Find each line in the listing below that contains the word "lobed", and copy every such line in full.

[start Listing]

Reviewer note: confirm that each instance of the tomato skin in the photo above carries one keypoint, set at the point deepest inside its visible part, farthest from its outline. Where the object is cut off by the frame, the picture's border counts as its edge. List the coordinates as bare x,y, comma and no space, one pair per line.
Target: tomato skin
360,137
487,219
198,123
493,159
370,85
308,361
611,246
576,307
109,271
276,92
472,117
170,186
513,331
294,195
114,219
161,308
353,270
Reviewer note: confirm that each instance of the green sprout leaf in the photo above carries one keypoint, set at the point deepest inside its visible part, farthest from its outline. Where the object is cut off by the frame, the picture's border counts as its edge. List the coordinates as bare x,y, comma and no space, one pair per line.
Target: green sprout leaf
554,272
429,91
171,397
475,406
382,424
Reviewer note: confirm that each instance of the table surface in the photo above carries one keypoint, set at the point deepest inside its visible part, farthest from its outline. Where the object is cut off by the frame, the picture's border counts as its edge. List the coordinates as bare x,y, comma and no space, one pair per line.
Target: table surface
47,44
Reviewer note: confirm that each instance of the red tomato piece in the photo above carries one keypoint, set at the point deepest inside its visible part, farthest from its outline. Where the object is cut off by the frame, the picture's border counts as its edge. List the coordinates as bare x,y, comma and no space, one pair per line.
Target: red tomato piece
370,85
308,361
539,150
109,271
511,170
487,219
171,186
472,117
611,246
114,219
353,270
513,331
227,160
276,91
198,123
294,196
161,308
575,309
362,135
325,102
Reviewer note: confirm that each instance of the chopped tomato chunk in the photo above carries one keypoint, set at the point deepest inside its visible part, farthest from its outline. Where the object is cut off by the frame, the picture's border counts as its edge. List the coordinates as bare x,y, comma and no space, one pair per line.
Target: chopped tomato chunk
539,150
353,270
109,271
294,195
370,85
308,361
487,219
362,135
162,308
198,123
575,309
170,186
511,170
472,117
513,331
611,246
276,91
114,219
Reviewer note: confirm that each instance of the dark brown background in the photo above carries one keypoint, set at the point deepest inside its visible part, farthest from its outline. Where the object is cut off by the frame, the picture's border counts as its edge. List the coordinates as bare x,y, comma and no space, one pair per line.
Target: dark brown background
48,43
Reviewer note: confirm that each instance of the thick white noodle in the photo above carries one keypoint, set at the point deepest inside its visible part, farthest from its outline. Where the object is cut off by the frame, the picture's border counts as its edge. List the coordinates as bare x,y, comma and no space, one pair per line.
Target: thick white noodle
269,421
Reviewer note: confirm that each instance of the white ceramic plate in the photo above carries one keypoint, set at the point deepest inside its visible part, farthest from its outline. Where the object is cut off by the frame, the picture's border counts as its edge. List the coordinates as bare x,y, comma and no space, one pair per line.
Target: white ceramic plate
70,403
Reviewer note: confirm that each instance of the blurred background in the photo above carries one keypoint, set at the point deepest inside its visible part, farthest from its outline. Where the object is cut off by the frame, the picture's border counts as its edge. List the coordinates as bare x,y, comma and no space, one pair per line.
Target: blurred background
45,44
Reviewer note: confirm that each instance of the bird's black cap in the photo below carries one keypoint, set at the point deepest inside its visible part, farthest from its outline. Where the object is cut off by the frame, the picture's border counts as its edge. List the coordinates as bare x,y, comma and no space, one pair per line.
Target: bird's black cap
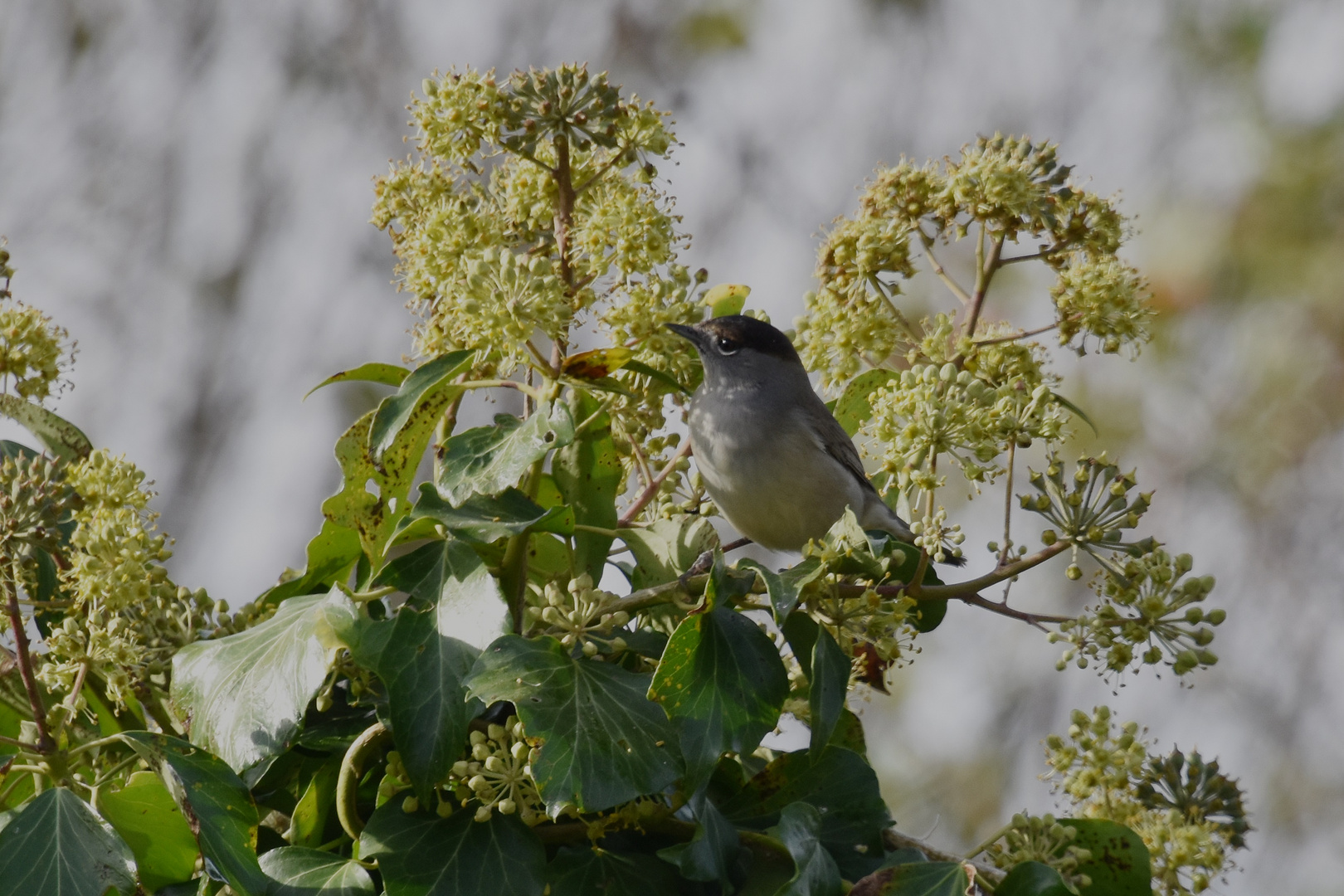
741,331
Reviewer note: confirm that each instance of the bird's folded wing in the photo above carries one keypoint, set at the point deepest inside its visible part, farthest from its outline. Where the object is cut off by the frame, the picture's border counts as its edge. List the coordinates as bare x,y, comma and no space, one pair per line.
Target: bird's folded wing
838,444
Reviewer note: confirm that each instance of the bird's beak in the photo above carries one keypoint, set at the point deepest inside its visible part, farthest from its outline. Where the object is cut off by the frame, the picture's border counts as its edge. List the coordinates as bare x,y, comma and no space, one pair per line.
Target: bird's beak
689,334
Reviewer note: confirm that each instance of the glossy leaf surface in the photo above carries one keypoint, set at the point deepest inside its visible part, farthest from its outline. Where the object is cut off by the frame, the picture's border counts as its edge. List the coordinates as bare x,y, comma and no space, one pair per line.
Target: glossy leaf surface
145,816
601,740
56,846
246,694
491,458
421,855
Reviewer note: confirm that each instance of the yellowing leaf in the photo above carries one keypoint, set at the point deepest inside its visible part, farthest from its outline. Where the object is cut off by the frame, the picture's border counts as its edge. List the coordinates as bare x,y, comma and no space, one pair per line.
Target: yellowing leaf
728,299
598,363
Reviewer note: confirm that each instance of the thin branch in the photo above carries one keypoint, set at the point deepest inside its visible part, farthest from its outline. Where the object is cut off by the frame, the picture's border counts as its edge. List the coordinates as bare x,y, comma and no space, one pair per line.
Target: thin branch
984,273
962,589
30,680
601,171
937,269
652,489
1014,338
522,387
1043,253
895,840
1003,553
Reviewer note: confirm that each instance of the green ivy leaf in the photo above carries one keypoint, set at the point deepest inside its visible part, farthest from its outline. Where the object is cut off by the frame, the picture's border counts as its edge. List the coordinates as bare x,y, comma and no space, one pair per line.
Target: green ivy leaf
800,631
816,874
420,401
785,587
923,879
371,373
711,852
722,681
216,804
422,670
849,733
316,874
331,553
839,783
601,740
581,871
450,577
1032,879
56,846
145,816
854,407
590,477
308,820
58,436
246,694
487,519
1120,864
371,512
488,460
830,680
420,853
667,548
656,375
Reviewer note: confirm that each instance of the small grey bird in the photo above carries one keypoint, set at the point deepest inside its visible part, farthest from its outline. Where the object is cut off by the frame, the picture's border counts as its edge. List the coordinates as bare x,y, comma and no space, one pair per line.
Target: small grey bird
772,455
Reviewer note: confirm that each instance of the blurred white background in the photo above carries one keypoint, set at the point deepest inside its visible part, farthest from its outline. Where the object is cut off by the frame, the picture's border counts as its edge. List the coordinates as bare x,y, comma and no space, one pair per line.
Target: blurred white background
186,187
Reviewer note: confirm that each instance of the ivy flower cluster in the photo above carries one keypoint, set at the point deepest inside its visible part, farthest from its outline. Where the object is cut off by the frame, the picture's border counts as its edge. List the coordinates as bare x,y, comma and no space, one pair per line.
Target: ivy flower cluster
580,616
127,617
34,353
1092,509
1008,191
531,212
1040,839
1151,611
570,193
869,625
498,774
1188,822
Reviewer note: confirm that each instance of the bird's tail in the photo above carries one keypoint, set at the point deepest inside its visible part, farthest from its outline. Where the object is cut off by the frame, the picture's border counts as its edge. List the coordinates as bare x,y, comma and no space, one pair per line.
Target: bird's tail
877,514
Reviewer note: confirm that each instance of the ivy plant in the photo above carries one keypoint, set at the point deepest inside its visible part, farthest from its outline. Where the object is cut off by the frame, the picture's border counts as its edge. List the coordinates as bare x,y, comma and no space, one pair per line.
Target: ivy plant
449,699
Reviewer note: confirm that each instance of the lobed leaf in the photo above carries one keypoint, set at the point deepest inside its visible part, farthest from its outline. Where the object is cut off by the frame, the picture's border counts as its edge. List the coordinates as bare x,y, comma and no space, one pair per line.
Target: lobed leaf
1032,879
838,782
601,740
590,477
917,879
418,403
487,519
312,872
422,670
145,816
371,373
854,407
667,548
1120,864
331,553
450,577
420,853
58,436
245,694
488,460
722,681
816,872
830,677
581,871
56,846
216,804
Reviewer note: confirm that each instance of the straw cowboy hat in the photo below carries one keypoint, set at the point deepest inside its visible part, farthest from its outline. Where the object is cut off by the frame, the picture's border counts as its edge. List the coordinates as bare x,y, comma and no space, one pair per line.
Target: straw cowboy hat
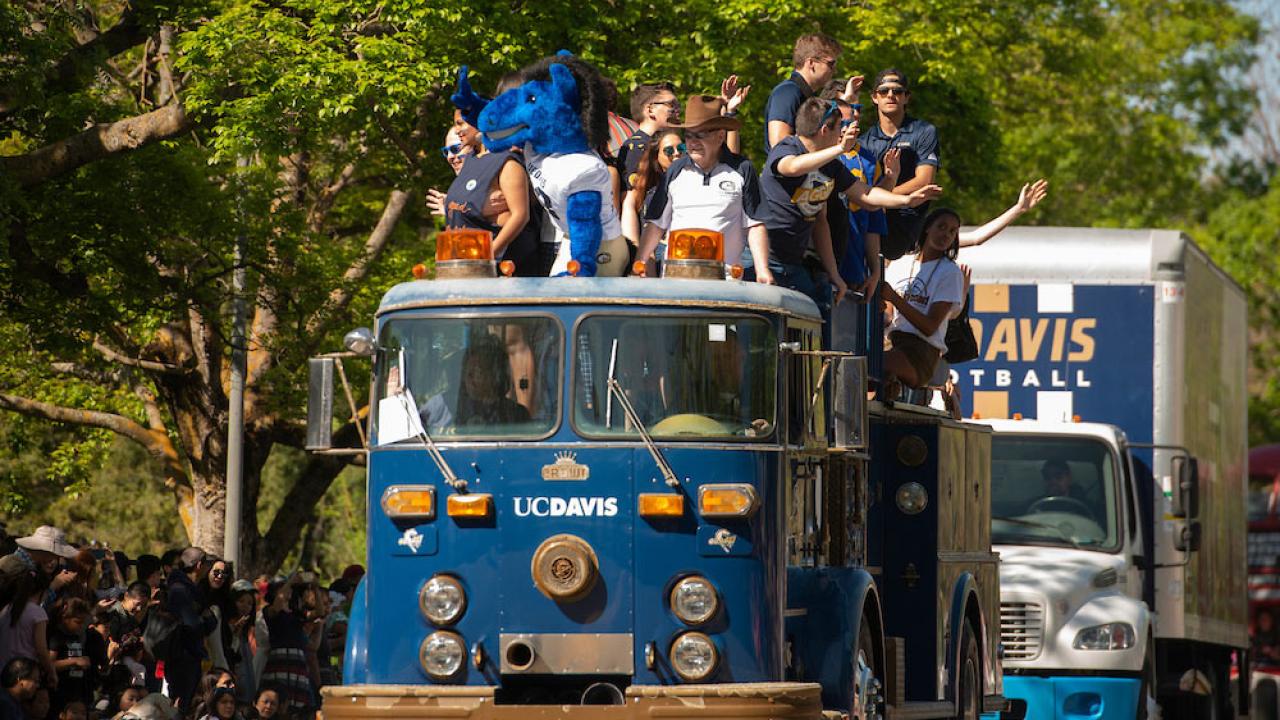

[end Listing]

*Result for this exercise*.
Reviewer note: confirm that each instance of the lobed leaf in the photo above carries one keypoint, set at the point deepest inside its visible part, farthest from its outline. Where the object is cut off by the frame, the picture's border counts as its edge. List the coordinates as bare x,y, comma and no space, one pair per line.
Target: lobed leaf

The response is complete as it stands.